══ Material shown ══
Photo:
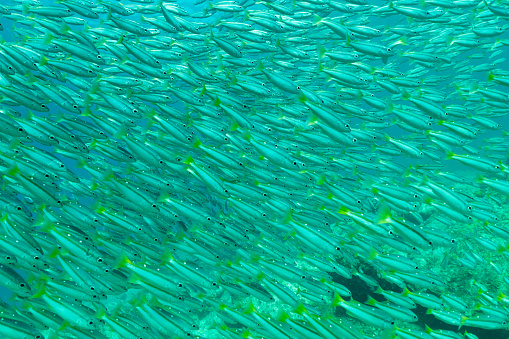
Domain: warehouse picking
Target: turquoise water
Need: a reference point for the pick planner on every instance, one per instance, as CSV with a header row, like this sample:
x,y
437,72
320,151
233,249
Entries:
x,y
258,170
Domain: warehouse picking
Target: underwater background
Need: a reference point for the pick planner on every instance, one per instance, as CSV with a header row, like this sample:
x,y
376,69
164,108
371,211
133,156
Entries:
x,y
243,169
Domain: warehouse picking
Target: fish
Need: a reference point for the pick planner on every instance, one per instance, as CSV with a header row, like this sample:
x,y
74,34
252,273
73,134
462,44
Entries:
x,y
234,169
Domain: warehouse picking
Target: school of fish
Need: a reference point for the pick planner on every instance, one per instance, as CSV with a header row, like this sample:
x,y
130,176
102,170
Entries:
x,y
250,169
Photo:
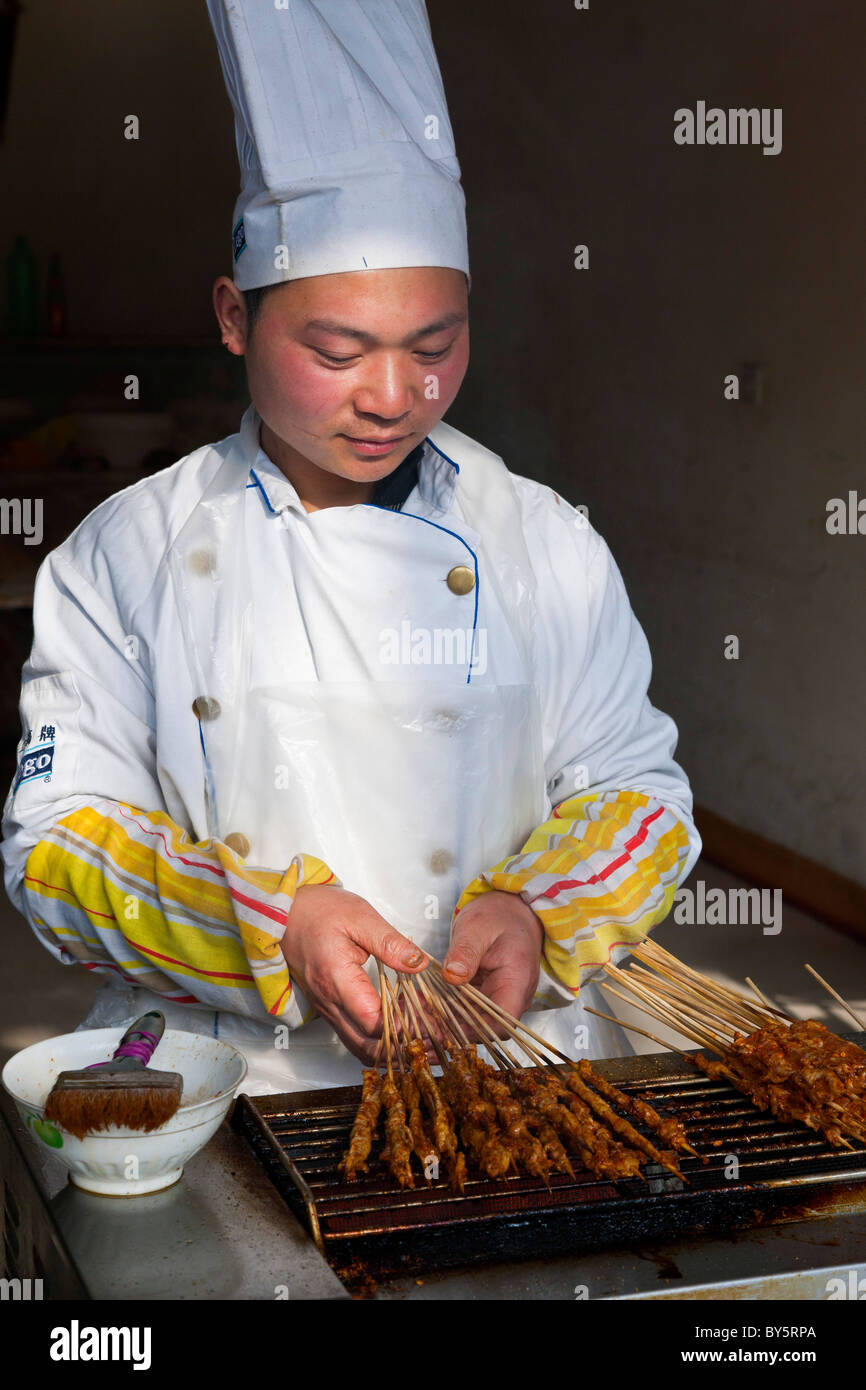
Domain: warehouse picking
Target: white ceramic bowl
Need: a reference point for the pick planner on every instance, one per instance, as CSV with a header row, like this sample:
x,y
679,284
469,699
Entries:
x,y
123,1162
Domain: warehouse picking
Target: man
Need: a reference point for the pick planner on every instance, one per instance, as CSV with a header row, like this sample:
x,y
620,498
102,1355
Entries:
x,y
341,688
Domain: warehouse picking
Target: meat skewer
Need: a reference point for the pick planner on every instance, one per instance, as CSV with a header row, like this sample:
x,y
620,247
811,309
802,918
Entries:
x,y
670,1130
613,1121
363,1130
421,1144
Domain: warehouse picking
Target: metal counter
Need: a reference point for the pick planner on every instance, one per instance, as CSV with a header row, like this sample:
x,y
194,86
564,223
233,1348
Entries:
x,y
223,1232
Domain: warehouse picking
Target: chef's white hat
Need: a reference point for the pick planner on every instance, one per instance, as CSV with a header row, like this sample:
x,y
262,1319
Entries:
x,y
346,150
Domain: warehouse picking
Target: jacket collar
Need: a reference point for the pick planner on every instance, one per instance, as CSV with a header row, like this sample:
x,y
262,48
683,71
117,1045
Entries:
x,y
437,473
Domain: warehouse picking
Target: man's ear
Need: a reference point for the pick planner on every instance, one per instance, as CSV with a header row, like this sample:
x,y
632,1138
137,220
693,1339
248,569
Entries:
x,y
230,307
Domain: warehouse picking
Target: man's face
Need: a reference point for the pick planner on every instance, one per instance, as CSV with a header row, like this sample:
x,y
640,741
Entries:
x,y
339,363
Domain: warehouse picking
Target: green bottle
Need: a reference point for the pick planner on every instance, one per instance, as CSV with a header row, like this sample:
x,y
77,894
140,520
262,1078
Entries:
x,y
22,289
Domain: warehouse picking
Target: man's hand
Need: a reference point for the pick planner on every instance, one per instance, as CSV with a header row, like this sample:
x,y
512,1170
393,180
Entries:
x,y
330,936
496,947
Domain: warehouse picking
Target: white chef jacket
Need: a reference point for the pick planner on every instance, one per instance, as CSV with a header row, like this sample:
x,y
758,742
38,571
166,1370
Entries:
x,y
109,741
═══
Work to do
Return the full material word for word. Do not include the pictures.

Expected answer
Photo:
Domain: warehouse picking
Target: turquoise water
Need: a reference point for the pick planner on every instance, one per instance, as CSV with a header row, like this sample:
x,y
437,72
320,151
233,249
Entries:
x,y
258,170
Domain: warehouse picking
Target: underwater background
Need: a reference point for the pick planner on every instance, one per instance, as CSV with a header row, like this sample:
x,y
376,69
164,108
371,211
133,156
Entries:
x,y
243,169
Domain: warehouse picking
Target: fish
Need: a reference point for the pick planner on every instance, one per instance, as CSV with a header row, like this sample:
x,y
74,34
252,273
73,134
462,44
Entries:
x,y
234,169
Domain: warehouse picking
Target: school of fish
Need: a reference point for the pick planner on every instance, one per instance, as CSV with a header row, like this sample:
x,y
130,176
102,170
Entries:
x,y
250,169
Photo:
Domain: warehouse picking
Target: white ceramic bowl
Need: a reference point for the pick planner on every instance, one per instance, as CSV with a header row, like this sample:
x,y
679,284
469,699
Entries:
x,y
123,1162
Domain: warehouse picking
Target: man
Need: a reference point for the pick planner on every instance, one per instance, as CSV with a header row, like this sample:
x,y
620,498
102,1355
Entries:
x,y
341,688
Domain: warehouse picking
Target: meat skewer
Need: a reference point for the pick planner on every instance, one per instance, as CSV with a header row, like this sample:
x,y
620,247
811,309
802,918
Entries:
x,y
670,1130
613,1121
363,1130
421,1144
Domain: warehouse picking
Target: metal counter
Need: a reference point for the pick planner on every instance, one per instance, as CSV with a header row, like this sample:
x,y
194,86
564,223
233,1348
Entries:
x,y
223,1232
Domain: warehouse picking
Target: chef's white hat
Need: a reference point for the pick planner on every instance, one per instance, as CSV with a header row, like this sample:
x,y
262,1319
Entries:
x,y
346,150
Domain: warehouse picking
Target: jacket collar
Need: a reference point for the pick planner on every instance, one per instance, as CSV with a header row, like this sample:
x,y
262,48
683,71
117,1045
Entries:
x,y
437,473
Domain: warehouse picking
Target: man's ear
Need: a reference point for the pick planner on every instance, one per instance, as CSV with a header row, like this sample:
x,y
632,1138
137,220
693,1339
248,569
Entries:
x,y
230,307
Domain: warehouse picking
Target: man's face
Need: a reference point for the pick planner on every instance, one per instance, as CSV with a header row, like this sample:
x,y
640,741
Entries:
x,y
339,363
Domain: warehouse picking
Target: green bottle
Need: a reference point for the pick planner on every instance, one per instance, as CSV with a header row, like this sample:
x,y
77,894
140,520
262,1078
Entries:
x,y
22,289
Domain: warehouse picking
Target: man's hand
Need: a reference point for the pick planner on every instance, one per instance, as CSV with a header row, like this sample:
x,y
512,1170
393,180
Entries:
x,y
330,936
496,947
Domain: warehouse picking
Target: white chef jacket
Need: a reference point for the pick planner on every instance, one per instance, as CSV with a header row, like this sample:
x,y
758,742
38,571
166,1370
Entries:
x,y
109,741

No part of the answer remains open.